DO THIS: In the oscilloscope test excerpt below, what appears on the screen if the transmitter's radiation field finds entry into the scope circuitry?

EXCERPT PROVIDED:

---------------

Connections Required: Connect ground terminal of scope to cold-water pipe vi a the 100K resistor. Connect ac voltmeter across the resistor.

Procedure: Turn scope "on" and observe meter reading (if any).

Evaluation of Results: The meter should read virtually zero, when the power switch of the scope is "off" or "on." A substantial voltage reading indicates that there is excessive power-line voltage gaining access to the scope case.

7-10. To Check the Immunity of an Oscilloscope to External Fields

Equipment: Radio transmitter operating within the rated frequency range of the scope.

Connections Required: Short-circuit the scope's vertical-input terminals.

Procedure: Place the scope in the vicinity of the transmitter.

Operate the scope without any applied signal.

Evaluation of Results: If the scope is immune to external rf fields, no pattern will be displayed when the transmitter is operating. On the other hand, if the radiation field from the transmitter finds entry into the scope circuitry, the transmitter signal will be displayed on the screen. Note that the transmitter signal may gain entry via the power line, or because of incomplete shielding of the scope circuitry. It is sometimes helpful to ground the case of the scope to a cold-water pipe.

---------------

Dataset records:
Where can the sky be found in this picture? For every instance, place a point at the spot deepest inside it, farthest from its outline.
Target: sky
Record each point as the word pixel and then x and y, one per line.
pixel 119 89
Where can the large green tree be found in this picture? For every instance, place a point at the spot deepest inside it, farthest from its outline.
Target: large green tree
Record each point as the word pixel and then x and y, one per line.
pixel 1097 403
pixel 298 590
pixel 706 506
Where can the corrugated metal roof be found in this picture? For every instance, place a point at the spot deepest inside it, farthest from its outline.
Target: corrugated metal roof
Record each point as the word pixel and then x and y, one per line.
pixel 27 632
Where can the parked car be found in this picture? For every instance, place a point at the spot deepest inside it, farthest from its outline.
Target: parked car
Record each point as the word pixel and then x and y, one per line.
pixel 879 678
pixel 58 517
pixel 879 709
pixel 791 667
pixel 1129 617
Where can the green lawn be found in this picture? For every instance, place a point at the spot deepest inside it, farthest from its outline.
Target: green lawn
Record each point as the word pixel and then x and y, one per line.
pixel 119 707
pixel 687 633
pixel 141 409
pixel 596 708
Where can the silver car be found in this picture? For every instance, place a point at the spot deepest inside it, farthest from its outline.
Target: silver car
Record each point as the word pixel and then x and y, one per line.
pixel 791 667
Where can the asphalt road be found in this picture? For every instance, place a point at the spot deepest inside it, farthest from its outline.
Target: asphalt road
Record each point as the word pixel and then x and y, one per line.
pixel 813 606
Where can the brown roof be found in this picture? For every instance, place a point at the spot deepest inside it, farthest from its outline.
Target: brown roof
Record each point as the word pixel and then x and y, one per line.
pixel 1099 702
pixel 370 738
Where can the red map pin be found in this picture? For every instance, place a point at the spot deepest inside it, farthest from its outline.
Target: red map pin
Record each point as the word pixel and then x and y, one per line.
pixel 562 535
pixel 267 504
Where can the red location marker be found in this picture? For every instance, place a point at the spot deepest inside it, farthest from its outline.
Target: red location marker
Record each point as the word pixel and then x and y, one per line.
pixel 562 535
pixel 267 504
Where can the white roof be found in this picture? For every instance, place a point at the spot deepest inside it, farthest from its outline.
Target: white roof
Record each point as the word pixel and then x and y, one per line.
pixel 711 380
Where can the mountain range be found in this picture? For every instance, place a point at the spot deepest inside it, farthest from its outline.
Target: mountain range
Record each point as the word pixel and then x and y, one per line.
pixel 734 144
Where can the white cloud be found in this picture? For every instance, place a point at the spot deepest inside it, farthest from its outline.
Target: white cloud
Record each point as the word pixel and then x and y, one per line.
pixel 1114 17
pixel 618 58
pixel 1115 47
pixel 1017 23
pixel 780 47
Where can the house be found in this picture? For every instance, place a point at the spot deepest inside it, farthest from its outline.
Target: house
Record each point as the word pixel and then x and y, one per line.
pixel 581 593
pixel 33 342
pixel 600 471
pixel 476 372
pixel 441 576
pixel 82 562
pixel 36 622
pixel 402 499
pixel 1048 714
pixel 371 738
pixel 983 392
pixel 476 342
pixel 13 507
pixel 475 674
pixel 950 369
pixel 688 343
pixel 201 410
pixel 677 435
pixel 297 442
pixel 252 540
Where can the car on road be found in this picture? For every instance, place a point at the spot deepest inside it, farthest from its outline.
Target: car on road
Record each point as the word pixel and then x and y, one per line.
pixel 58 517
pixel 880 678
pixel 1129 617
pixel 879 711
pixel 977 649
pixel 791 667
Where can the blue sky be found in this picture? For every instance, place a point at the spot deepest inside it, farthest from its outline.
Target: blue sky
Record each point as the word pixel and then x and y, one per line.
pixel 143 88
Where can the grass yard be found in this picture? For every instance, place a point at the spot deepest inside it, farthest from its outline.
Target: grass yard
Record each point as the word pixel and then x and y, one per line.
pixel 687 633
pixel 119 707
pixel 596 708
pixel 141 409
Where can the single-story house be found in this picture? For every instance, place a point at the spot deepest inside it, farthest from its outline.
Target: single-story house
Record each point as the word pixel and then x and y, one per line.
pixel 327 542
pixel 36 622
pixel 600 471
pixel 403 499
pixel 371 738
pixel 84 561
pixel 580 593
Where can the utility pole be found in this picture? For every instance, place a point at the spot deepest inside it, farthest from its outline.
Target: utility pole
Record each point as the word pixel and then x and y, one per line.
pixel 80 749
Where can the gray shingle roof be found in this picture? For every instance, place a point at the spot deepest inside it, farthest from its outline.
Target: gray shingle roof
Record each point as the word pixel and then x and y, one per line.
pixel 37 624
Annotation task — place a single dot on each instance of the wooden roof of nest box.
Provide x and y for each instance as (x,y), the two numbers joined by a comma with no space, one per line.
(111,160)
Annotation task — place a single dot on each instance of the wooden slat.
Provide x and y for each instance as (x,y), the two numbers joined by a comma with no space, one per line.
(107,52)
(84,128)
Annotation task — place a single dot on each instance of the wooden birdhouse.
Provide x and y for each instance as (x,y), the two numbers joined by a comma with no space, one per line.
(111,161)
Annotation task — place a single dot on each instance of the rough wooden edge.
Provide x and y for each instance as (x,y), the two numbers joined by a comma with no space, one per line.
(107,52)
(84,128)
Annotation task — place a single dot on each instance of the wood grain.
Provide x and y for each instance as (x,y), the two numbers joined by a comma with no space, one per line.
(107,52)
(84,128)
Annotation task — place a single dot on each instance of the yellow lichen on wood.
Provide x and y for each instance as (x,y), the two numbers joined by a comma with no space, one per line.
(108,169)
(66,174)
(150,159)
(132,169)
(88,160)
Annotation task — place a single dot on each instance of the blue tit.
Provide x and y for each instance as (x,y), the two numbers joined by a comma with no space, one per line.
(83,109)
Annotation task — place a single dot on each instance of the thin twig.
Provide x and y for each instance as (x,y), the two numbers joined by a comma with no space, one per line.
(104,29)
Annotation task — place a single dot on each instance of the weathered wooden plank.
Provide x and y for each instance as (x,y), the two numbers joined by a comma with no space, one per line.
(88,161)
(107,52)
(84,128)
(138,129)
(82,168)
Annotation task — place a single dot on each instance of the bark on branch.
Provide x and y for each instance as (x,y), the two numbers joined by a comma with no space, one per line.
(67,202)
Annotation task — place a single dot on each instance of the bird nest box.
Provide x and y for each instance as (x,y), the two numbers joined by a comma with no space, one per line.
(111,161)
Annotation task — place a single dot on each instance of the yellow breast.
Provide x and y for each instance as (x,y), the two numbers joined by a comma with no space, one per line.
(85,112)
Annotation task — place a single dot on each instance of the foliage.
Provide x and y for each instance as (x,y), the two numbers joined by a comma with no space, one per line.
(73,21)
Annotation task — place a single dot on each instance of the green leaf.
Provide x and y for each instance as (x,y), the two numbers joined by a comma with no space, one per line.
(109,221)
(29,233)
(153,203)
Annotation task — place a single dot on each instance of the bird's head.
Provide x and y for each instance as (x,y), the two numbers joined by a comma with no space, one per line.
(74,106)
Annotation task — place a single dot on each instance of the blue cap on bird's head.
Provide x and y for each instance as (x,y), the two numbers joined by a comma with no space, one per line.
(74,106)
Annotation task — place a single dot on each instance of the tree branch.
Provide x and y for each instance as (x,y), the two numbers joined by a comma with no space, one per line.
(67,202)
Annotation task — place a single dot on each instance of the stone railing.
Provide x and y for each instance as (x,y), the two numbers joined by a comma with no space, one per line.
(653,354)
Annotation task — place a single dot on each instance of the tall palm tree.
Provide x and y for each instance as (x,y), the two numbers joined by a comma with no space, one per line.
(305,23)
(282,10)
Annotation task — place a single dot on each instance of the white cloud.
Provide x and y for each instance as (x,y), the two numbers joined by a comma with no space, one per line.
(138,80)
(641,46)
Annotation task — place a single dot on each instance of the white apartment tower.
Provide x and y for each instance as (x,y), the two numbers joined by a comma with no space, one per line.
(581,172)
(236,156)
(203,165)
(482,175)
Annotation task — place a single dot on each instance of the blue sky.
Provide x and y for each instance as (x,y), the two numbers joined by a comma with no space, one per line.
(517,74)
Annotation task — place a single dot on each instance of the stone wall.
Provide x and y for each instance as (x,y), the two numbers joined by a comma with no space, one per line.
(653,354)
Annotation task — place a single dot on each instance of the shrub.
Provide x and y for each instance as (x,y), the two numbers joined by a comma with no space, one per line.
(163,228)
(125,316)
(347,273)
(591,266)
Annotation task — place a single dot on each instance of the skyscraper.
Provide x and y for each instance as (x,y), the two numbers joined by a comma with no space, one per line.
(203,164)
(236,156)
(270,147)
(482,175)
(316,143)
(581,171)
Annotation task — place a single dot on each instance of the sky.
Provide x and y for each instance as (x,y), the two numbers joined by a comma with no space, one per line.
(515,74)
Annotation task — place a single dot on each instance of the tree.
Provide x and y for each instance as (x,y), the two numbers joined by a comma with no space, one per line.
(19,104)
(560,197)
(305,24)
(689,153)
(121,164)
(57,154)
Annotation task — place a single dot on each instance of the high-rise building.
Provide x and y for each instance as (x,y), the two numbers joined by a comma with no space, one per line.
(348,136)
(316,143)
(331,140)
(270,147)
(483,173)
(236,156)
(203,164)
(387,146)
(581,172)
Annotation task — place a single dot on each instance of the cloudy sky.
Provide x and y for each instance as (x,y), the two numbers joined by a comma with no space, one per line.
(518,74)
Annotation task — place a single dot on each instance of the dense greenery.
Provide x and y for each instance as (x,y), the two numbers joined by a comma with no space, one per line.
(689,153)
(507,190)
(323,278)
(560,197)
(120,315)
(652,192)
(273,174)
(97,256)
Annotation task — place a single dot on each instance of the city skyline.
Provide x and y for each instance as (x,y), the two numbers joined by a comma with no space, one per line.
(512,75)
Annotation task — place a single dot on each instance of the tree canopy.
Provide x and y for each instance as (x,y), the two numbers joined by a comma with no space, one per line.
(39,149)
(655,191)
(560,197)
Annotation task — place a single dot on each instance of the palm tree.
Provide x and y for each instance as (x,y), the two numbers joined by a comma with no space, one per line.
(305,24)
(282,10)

---------------

OUTPUT OF THE EXERCISE: The transmitter signal is displayed on the screen.